_SOURCE EXTRACT_:
- - - - - - -

The point? In that 2005 LL post, I quoted from Shana Poplack and Sali Tagliamonte, "The grammaticization of going to in (African American) English", Language Variation and Change, 11 (2000), 315-342:

Joan Fickett (personal communication, cited by Labov et al., 1968:25) suggested that the reduced form I’ma denotes immediate future, in contrast to I’m gonna, which would be more remote.

Brett observes that Mr. Blakey's second sentence "seems a remote use".

- - - - - - -

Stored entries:

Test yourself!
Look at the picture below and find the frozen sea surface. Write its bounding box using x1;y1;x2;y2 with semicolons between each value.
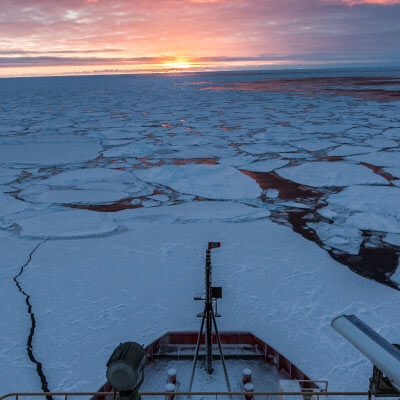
0;71;400;393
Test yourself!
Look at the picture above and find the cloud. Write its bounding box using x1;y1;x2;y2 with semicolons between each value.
339;0;400;6
0;0;400;76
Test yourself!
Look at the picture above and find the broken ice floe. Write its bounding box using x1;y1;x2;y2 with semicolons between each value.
114;201;270;223
14;210;118;239
0;137;101;166
307;222;363;254
276;161;388;187
136;164;261;199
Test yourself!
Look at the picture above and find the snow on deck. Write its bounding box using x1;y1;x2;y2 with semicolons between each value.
140;360;279;399
0;71;400;393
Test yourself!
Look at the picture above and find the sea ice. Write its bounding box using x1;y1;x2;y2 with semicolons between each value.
240;143;296;154
136;164;261;199
0;137;101;166
293;139;336;151
347;151;400;167
6;222;400;392
346;212;400;233
365;139;399;149
114;201;271;223
20;188;129;204
14;209;118;238
239;158;288;172
0;197;29;217
383;233;400;247
0;167;21;183
384;167;400;178
307;222;363;254
276;161;388;187
37;168;136;186
327;145;375;156
328;185;400;216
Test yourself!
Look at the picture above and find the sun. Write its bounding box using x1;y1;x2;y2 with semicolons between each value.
161;58;193;71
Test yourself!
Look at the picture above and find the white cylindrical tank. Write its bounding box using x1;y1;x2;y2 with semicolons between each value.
331;315;400;390
167;368;176;385
242;368;251;385
243;382;254;400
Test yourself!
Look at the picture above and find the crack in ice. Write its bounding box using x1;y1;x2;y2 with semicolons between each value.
13;237;53;400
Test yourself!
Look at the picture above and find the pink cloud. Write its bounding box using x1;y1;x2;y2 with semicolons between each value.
339;0;400;6
0;0;400;76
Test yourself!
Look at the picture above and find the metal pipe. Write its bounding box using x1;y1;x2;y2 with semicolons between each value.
211;308;232;392
188;307;206;392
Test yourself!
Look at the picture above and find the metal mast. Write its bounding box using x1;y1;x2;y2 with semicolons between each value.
188;242;232;392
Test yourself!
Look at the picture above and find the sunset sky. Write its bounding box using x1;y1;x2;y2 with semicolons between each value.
0;0;400;77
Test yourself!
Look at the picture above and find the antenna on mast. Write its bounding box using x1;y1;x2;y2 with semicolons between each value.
188;242;232;392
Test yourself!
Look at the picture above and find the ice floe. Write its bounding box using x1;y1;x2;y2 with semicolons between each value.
0;138;101;166
136;164;261;199
347;151;400;167
114;201;271;223
277;161;388;187
14;209;118;238
239;158;288;172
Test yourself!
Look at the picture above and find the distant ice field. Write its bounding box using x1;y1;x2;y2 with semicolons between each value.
0;70;400;393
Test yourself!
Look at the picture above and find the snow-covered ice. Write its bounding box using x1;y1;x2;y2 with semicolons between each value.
136;164;261;199
13;209;118;238
277;161;388;187
0;71;400;394
0;137;101;165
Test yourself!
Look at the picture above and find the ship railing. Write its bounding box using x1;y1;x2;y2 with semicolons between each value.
0;390;376;400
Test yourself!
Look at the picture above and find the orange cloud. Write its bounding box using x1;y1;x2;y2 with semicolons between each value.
339;0;400;6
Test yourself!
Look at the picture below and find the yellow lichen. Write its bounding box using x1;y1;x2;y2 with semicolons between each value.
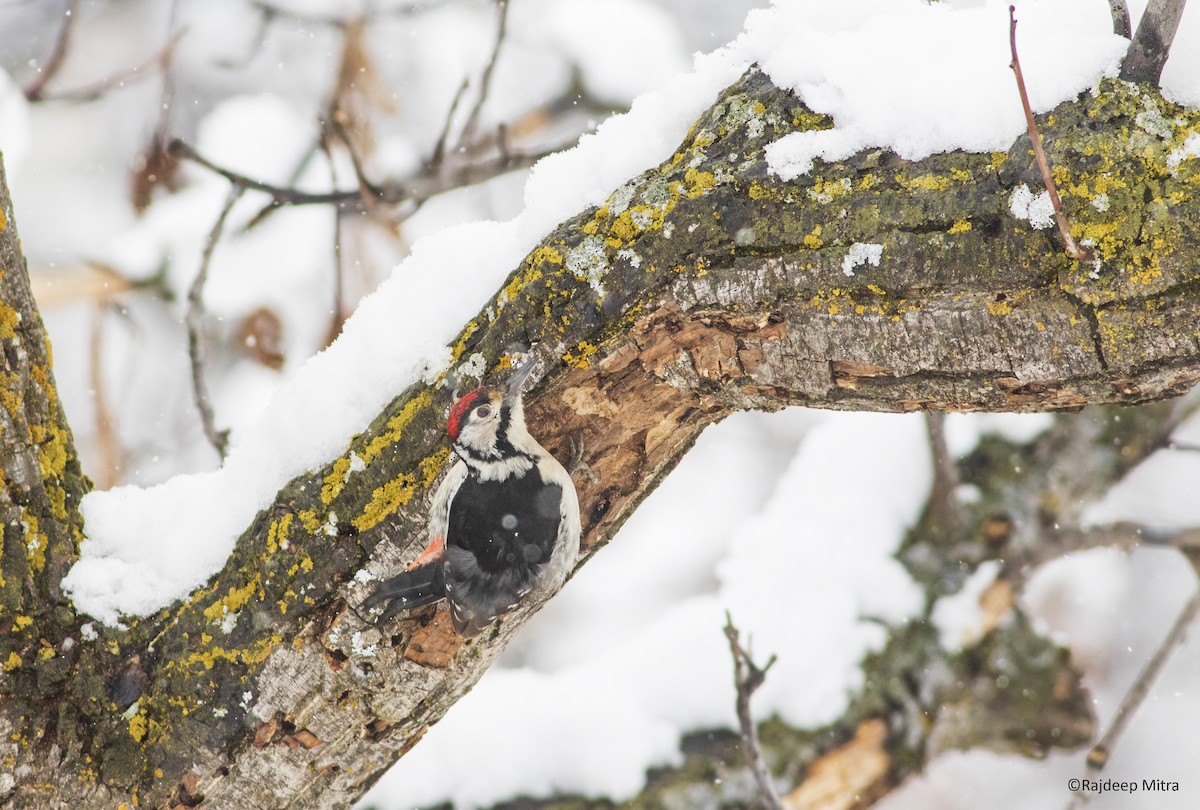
362;389;433;464
529;246;563;265
352;448;450;532
896;174;950;191
204;574;263;622
0;302;20;341
563;341;598;368
746;180;772;199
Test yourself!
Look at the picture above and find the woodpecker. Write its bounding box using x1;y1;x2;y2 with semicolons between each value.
367;359;580;638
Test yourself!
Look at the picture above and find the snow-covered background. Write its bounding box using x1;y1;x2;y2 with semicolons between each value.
7;0;1200;810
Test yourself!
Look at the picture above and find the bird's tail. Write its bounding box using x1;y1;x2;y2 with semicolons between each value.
362;563;446;622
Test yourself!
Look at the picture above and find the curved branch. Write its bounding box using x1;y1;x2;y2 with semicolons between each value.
1121;0;1187;85
7;72;1200;808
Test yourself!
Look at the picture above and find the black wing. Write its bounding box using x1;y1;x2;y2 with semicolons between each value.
445;468;563;638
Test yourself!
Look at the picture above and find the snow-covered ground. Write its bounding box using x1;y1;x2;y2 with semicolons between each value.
0;0;1200;810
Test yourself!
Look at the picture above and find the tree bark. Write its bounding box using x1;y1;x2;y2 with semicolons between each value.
0;71;1200;808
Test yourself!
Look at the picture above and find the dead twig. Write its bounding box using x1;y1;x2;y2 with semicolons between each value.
1121;0;1187;85
25;0;79;101
458;0;509;146
1068;583;1200;810
428;79;470;172
168;138;566;212
1109;0;1133;40
1008;6;1092;262
38;29;186;103
187;182;246;460
925;410;959;537
725;611;784;810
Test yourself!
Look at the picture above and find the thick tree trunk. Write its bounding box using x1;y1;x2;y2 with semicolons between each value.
0;72;1200;808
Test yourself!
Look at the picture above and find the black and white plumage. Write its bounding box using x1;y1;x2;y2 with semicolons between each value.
370;362;580;638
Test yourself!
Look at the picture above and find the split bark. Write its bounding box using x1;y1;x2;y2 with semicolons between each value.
0;72;1200;808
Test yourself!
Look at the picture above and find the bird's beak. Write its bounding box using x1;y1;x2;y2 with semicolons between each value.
504;355;538;400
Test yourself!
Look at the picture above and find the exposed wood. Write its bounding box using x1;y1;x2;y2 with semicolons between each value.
0;73;1200;808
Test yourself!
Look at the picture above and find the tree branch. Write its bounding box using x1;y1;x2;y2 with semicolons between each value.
725;611;784;810
1008;6;1092;262
7;72;1200;808
25;0;79;101
187;182;245;458
1109;0;1133;40
1121;0;1187;85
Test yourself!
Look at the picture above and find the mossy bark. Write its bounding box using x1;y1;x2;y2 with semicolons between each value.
0;72;1200;808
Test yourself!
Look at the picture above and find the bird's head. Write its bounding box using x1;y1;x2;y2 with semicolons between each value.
446;359;538;467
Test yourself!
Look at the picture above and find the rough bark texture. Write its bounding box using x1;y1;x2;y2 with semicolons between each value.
0;72;1200;808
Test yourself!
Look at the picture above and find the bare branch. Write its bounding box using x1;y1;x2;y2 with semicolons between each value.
428;79;470;170
725;611;784;810
168;138;564;214
458;0;509;145
1109;0;1133;40
1121;0;1187;85
1069;590;1200;808
187;182;246;458
925;410;959;528
1008;6;1092;262
25;0;79;101
38;30;186;103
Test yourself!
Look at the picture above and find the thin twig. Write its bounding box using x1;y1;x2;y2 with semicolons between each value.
458;0;509;146
167;138;359;205
38;29;186;103
925;410;959;528
187;182;246;460
168;138;565;216
1067;589;1200;810
1109;0;1133;40
1121;0;1187;84
320;130;345;346
1087;590;1200;774
430;79;470;170
1008;6;1092;262
25;0;79;101
725;611;784;810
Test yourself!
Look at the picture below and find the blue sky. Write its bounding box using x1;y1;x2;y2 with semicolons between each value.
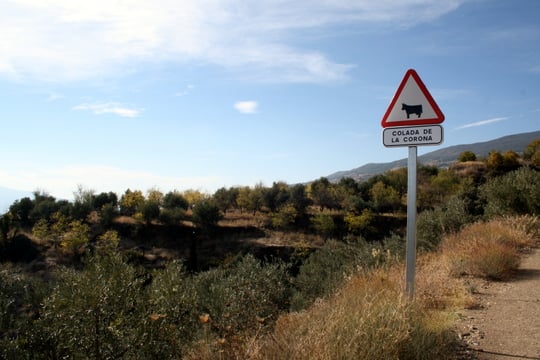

- - - - - - -

_WHAT THIS EXERCISE ASKS_:
(a) From the passage on I'ma and I'm gonna, write out the words starting with "Joan Fickett (personal" and going on through "be more remote.", unchanged.
(b) Give the rows again word for word, starting at the first row and going on through the line with "13;237;53;400". Leave the pictures out of your answer.

_ANSWERS TO THE EXERCISES_:
(a)
Joan Fickett (personal communication, cited by Labov et al., 1968:25) suggested that the reduced form I’ma denotes immediate future, in contrast to I’m gonna, which would be more remote.

(b)
Test yourself!
Look at the picture below and find the frozen sea surface. Write its bounding box using x1;y1;x2;y2 with semicolons between each value.
0;71;400;393
Test yourself!
Look at the picture above and find the cloud. Write its bounding box using x1;y1;x2;y2 with semicolons between each value.
339;0;400;6
0;0;400;76
Test yourself!
Look at the picture above and find the broken ice floe. Write its bounding box using x1;y1;x2;y2 with semicolons between each value.
114;201;270;223
14;210;118;239
0;137;101;166
307;222;363;254
276;161;388;187
136;164;261;199
Test yourself!
Look at the picture above and find the snow on deck. Write its bounding box using x1;y1;x2;y2 with semicolons between each value.
140;360;279;399
0;71;400;393
Test yourself!
Look at the picture above and find the sea ice. Write its bounding box using x1;y1;x2;y2 with semicolons between each value.
240;143;296;154
136;164;261;199
0;137;101;166
293;139;336;151
347;151;400;167
6;222;400;392
346;212;400;233
365;139;399;149
114;201;271;223
20;188;129;204
14;209;118;238
239;158;288;172
0;197;29;217
383;233;400;247
0;167;21;183
384;167;400;178
307;222;363;254
276;161;388;187
37;168;136;186
327;145;375;156
328;185;400;216
Test yourself!
Look at the picture above and find the sun. Write its bounding box using x1;y1;x2;y2 with semicolons between each value.
161;58;193;71
Test yourself!
Look at the picture above and find the white cylindrical tank. Write its bounding box using x1;y1;x2;y2 with semicolons between each value.
331;315;400;390
167;368;176;385
242;368;251;385
243;382;254;400
Test yourself!
Look at the picture above and find the crack in ice. Write its bounding box using x1;y1;x2;y2 with semicolons between each value.
13;237;53;400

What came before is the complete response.